- Selected excerpt:
Not a good idea to decrypt on GPU with -hp, not at least on AMD hardware
with OpenCL (yes, I tried it ). This increases the GPR pressure and that
impacts the whole kernel performance, it's not worth it. What I did not try
is separate AES kernel post the setcryptkeys one, but I suspect kernel
launch latency and memory transfers would make the whole excercise
worthless.
I also had a look at crark's CUDA code and I don't think it's quite
optimal. Not quite glad with the speeds on my AMD hardware too. Porting
that to OpenCL would be a disaster, at least on AMD hardware, it's like a
quick port from CPU to GPU :) Too much loops, too much branches, byte
addressable stores, the SHA1 implementation is like taken from OpenSSL too
:)
Anyway I am working on 7z now, things are even more fun here.

- Short exercise A: Could you write out the post on GPU decryption above, word for word?

- Input:
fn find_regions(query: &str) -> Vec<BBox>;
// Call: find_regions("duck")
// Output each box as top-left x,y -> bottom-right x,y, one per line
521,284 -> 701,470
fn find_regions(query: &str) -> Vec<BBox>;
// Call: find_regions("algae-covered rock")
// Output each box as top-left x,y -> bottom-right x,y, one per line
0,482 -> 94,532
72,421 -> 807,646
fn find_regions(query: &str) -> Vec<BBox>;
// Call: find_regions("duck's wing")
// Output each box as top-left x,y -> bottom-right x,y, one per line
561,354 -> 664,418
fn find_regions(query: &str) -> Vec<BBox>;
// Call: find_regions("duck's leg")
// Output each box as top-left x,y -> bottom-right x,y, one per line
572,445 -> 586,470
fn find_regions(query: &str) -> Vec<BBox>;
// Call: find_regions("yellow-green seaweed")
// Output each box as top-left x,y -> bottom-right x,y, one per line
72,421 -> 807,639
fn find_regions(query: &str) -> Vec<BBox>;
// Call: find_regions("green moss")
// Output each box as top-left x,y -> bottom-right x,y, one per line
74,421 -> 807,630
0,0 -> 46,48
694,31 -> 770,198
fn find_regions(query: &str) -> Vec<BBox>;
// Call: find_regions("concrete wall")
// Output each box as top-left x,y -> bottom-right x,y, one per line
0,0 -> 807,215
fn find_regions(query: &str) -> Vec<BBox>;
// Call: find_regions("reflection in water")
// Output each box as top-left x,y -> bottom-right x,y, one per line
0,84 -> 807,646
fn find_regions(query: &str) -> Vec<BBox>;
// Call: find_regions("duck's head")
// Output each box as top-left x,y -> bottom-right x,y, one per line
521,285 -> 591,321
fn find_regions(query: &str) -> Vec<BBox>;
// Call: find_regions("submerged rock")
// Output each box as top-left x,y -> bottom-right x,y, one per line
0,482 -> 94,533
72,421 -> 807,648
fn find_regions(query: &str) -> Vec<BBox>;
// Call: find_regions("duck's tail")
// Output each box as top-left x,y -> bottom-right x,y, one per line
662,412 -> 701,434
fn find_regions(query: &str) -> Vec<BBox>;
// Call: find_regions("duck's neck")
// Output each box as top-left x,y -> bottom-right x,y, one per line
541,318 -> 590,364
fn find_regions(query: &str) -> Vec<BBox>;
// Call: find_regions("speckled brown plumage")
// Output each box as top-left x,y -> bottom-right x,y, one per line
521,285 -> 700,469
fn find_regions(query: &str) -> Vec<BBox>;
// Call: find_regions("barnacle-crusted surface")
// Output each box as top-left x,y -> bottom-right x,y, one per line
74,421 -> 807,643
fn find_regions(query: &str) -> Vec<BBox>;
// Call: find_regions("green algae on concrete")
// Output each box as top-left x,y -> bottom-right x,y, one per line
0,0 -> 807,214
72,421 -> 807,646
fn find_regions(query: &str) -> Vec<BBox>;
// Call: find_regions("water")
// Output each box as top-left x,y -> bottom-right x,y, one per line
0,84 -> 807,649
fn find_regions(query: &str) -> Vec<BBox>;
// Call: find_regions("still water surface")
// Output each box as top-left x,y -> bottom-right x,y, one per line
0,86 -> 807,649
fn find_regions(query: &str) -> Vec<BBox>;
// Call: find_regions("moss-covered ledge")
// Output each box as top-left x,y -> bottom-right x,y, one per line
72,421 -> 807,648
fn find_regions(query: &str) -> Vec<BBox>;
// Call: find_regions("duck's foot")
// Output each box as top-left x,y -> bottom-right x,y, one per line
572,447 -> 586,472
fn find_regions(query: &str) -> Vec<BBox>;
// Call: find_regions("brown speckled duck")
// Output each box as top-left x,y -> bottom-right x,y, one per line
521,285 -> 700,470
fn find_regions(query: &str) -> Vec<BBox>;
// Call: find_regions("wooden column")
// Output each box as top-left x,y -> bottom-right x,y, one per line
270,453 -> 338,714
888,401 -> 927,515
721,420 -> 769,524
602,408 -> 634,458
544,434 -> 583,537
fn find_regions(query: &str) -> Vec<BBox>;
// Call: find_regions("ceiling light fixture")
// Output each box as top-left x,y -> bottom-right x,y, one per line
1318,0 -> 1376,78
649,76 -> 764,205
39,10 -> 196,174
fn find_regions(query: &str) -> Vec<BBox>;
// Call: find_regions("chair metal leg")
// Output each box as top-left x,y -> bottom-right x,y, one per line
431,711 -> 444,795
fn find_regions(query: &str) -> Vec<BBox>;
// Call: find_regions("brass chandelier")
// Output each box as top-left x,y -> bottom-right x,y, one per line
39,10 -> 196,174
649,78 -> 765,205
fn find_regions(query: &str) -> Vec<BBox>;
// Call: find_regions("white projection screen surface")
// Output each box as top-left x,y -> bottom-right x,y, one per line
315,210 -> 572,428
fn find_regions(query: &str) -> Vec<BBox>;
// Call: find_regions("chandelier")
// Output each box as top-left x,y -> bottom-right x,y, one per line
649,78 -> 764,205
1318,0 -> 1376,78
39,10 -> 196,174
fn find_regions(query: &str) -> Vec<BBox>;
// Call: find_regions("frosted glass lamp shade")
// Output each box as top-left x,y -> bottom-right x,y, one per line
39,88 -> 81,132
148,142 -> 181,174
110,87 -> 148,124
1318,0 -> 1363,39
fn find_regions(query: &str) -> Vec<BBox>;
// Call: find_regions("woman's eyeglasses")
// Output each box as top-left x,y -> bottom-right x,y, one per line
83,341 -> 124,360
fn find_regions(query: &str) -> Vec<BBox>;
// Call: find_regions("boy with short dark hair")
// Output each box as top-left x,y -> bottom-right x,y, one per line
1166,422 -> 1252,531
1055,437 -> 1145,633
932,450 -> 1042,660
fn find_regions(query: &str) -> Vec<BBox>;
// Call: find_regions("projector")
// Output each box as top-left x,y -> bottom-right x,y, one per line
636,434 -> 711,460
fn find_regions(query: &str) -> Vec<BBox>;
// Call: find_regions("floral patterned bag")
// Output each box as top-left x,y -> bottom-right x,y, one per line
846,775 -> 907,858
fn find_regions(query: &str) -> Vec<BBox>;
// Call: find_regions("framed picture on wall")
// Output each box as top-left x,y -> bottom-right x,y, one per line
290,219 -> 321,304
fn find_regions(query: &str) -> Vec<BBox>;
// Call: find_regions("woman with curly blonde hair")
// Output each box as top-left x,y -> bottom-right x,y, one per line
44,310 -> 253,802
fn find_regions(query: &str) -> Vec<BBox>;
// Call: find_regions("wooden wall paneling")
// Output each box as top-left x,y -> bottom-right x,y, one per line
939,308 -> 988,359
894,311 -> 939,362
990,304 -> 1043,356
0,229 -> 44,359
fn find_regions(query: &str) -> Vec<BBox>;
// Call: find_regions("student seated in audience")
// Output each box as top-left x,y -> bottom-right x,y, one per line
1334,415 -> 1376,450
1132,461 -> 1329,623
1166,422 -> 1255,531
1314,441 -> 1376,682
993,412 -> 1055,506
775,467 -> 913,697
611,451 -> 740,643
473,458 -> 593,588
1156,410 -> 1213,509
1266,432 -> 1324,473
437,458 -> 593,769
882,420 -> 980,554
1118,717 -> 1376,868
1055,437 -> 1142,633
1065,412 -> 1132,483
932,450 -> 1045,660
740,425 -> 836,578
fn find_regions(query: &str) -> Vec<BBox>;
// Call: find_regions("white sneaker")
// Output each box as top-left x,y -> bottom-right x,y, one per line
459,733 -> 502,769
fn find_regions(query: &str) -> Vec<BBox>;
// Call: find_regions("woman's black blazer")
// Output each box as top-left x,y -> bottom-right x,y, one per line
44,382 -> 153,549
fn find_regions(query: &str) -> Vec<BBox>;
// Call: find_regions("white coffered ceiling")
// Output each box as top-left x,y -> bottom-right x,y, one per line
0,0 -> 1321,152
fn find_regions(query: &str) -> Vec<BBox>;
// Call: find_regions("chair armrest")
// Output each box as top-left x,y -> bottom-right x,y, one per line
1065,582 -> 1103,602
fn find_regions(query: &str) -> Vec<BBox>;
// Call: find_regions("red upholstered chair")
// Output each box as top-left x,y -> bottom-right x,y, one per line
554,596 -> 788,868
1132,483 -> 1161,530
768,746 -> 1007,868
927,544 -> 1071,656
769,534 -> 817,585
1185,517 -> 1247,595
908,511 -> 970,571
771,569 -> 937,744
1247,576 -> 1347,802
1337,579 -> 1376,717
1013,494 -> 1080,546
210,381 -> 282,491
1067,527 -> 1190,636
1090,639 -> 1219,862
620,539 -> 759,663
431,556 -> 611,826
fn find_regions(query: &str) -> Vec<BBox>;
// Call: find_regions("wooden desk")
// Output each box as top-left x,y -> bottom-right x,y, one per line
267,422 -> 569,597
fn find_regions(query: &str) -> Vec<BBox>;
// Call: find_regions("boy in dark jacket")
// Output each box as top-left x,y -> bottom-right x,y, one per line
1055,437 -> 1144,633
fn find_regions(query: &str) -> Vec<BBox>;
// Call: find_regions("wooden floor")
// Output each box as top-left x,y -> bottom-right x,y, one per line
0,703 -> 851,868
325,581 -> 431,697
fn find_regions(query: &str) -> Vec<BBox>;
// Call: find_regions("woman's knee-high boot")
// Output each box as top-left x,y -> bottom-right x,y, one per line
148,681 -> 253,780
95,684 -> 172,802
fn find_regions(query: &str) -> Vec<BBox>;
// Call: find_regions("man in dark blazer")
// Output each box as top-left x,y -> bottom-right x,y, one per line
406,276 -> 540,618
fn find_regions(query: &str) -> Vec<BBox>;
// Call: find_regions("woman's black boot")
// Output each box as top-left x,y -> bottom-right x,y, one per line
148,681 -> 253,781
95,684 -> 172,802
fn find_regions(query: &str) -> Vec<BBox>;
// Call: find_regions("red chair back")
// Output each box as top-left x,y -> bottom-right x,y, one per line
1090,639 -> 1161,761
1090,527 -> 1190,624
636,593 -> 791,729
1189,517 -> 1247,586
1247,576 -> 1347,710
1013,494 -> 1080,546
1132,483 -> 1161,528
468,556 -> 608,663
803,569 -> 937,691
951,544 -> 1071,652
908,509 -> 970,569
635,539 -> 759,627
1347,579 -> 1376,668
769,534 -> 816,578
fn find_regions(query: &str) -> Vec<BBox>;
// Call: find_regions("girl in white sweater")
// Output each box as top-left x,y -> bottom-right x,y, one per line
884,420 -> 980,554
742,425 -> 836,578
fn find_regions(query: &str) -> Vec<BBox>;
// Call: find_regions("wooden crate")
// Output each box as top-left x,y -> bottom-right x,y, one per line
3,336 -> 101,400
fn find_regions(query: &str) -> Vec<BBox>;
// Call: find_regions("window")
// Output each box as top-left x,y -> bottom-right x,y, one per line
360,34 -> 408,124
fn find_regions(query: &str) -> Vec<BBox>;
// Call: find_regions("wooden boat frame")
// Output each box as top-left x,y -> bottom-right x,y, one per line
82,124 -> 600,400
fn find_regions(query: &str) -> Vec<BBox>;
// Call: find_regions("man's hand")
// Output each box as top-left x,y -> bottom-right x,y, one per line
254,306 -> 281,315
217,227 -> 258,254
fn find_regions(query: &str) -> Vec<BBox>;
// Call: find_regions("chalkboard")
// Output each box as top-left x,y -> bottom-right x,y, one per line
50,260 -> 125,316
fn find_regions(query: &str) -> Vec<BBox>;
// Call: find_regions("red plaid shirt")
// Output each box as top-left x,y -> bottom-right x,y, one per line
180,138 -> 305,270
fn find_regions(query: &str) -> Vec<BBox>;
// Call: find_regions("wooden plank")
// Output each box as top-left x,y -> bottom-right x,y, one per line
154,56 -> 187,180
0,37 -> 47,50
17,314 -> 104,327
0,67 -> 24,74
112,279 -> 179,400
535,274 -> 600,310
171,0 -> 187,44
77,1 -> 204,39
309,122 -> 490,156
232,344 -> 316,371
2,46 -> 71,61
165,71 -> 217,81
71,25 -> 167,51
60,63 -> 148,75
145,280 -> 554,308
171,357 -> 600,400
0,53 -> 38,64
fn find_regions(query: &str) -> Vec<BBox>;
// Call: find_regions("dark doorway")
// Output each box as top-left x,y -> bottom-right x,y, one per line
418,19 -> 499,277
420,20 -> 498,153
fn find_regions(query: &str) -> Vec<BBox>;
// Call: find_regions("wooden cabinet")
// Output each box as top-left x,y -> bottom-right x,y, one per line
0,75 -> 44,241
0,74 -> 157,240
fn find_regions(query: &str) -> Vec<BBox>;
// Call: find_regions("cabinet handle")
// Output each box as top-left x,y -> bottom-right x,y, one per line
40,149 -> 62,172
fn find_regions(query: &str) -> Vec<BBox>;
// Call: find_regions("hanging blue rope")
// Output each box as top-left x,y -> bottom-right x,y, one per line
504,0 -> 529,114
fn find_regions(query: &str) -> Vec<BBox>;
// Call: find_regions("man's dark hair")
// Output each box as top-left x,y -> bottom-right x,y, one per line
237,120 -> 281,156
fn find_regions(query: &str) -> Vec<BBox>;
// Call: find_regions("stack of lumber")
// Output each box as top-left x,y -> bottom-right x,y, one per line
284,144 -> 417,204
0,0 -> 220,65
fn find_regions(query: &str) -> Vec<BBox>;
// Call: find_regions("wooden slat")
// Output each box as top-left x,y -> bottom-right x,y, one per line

- Short exercise B: Could you update the rows above, starting at the first one and ending at the line containing "521,285 -> 700,469", by replacing "top-left" with "upper-left" and leaving everything else unchanged, returning only those lines?

- Written solution A:
Not a good idea to decrypt on GPU with -hp, not at least on AMD hardware
with OpenCL (yes, I tried it ). This increases the GPR pressure and that
impacts the whole kernel performance, it's not worth it. What I did not try
is separate AES kernel post the setcryptkeys one, but I suspect kernel
launch latency and memory transfers would make the whole excercise
worthless.
I also had a look at crark's CUDA code and I don't think it's quite
optimal. Not quite glad with the speeds on my AMD hardware too. Porting
that to OpenCL would be a disaster, at least on AMD hardware, it's like a
quick port from CPU to GPU :) Too much loops, too much branches, byte
addressable stores, the SHA1 implementation is like taken from OpenSSL too
:)
Anyway I am working on 7z now, things are even more fun here.

- Written solution B:
fn find_regions(query: &str) -> Vec<BBox>;
// Call: find_regions("duck")
// Output each box as upper-left x,y -> bottom-right x,y, one per line
521,284 -> 701,470
fn find_regions(query: &str) -> Vec<BBox>;
// Call: find_regions("algae-covered rock")
// Output each box as upper-left x,y -> bottom-right x,y, one per line
0,482 -> 94,532
72,421 -> 807,646
fn find_regions(query: &str) -> Vec<BBox>;
// Call: find_regions("duck's wing")
// Output each box as upper-left x,y -> bottom-right x,y, one per line
561,354 -> 664,418
fn find_regions(query: &str) -> Vec<BBox>;
// Call: find_regions("duck's leg")
// Output each box as upper-left x,y -> bottom-right x,y, one per line
572,445 -> 586,470
fn find_regions(query: &str) -> Vec<BBox>;
// Call: find_regions("yellow-green seaweed")
// Output each box as upper-left x,y -> bottom-right x,y, one per line
72,421 -> 807,639
fn find_regions(query: &str) -> Vec<BBox>;
// Call: find_regions("green moss")
// Output each box as upper-left x,y -> bottom-right x,y, one per line
74,421 -> 807,630
0,0 -> 46,48
694,31 -> 770,198
fn find_regions(query: &str) -> Vec<BBox>;
// Call: find_regions("concrete wall")
// Output each box as upper-left x,y -> bottom-right x,y, one per line
0,0 -> 807,215
fn find_regions(query: &str) -> Vec<BBox>;
// Call: find_regions("reflection in water")
// Output each box as upper-left x,y -> bottom-right x,y, one per line
0,84 -> 807,646
fn find_regions(query: &str) -> Vec<BBox>;
// Call: find_regions("duck's head")
// Output each box as upper-left x,y -> bottom-right x,y, one per line
521,285 -> 591,321
fn find_regions(query: &str) -> Vec<BBox>;
// Call: find_regions("submerged rock")
// Output each box as upper-left x,y -> bottom-right x,y, one per line
0,482 -> 94,533
72,421 -> 807,648
fn find_regions(query: &str) -> Vec<BBox>;
// Call: find_regions("duck's tail")
// Output each box as upper-left x,y -> bottom-right x,y, one per line
662,412 -> 701,434
fn find_regions(query: &str) -> Vec<BBox>;
// Call: find_regions("duck's neck")
// Output each box as upper-left x,y -> bottom-right x,y, one per line
541,318 -> 590,364
fn find_regions(query: &str) -> Vec<BBox>;
// Call: find_regions("speckled brown plumage")
// Output each box as upper-left x,y -> bottom-right x,y, one per line
521,285 -> 700,469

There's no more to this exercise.